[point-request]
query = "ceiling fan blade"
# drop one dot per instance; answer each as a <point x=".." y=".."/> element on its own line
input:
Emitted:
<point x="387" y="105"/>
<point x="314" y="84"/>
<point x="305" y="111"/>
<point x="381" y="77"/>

▸ What you have to do: Each line of the data is to be written out again exactly.

▸ Worked solution:
[point-request]
query = "ceiling fan blade"
# drop one dot per instance; answer each as a <point x=".." y=".."/> element on its own line
input:
Emitted:
<point x="387" y="105"/>
<point x="314" y="84"/>
<point x="305" y="111"/>
<point x="381" y="77"/>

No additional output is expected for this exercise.